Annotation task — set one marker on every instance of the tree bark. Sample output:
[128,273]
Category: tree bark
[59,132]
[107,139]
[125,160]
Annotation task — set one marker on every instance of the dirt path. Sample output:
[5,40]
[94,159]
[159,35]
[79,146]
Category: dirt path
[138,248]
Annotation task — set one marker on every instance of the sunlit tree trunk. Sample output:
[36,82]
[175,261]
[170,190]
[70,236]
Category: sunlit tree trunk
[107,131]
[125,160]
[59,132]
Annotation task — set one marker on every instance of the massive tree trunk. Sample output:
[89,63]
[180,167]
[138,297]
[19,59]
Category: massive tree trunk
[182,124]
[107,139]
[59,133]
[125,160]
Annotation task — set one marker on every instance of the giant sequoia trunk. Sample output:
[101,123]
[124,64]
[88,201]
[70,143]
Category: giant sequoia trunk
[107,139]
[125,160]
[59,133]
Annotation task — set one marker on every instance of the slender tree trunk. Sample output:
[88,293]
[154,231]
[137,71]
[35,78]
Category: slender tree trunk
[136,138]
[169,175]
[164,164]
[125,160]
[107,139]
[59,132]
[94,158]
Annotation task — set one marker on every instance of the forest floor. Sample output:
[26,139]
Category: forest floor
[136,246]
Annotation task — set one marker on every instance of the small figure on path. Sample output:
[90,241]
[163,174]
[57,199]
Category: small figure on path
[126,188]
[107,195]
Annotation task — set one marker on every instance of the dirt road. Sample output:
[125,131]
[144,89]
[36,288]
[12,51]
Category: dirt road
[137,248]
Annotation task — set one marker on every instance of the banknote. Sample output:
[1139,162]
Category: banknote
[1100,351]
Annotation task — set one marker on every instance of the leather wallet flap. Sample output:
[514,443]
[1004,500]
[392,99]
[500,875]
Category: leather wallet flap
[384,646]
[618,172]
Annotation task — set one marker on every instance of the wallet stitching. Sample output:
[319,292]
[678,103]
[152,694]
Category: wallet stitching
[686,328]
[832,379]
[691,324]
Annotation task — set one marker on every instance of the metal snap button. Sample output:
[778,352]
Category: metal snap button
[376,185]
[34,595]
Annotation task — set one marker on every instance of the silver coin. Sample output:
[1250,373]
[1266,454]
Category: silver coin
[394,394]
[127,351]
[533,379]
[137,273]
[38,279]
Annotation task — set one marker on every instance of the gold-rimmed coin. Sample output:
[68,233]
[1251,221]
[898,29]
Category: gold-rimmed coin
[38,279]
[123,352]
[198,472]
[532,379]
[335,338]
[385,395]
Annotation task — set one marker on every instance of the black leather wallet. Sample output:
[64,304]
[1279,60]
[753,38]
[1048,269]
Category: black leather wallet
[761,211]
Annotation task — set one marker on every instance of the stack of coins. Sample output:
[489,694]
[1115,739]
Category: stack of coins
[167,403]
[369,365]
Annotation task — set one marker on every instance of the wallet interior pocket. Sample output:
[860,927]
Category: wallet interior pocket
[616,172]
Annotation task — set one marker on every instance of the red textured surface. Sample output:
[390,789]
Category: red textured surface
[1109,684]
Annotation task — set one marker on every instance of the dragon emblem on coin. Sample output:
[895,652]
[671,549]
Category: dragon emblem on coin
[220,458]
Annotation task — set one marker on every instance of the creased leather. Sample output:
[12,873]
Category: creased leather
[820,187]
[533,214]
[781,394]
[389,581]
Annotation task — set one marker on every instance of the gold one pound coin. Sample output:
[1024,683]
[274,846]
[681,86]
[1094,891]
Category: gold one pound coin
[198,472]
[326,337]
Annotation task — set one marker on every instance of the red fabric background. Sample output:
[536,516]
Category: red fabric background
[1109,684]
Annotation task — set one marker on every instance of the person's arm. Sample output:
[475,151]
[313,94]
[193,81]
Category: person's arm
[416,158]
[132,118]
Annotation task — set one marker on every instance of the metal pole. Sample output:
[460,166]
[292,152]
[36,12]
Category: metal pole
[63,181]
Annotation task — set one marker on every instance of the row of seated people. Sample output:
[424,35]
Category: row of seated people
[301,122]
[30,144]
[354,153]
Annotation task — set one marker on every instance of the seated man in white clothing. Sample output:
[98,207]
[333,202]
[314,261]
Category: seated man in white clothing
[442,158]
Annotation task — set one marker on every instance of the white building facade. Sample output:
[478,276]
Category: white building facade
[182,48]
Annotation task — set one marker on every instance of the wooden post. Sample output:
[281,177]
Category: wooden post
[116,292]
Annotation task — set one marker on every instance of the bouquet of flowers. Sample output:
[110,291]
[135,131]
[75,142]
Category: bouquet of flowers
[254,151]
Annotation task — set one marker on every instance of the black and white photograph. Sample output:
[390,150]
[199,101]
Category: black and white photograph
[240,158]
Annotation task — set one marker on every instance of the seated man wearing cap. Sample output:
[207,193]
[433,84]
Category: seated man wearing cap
+--
Copy out every line of the material above that contains the string "wearing".

Output for this task —
Annotation task — set one marker on every instance of the seated man wearing cap. Sample output:
Category: seated man wearing cap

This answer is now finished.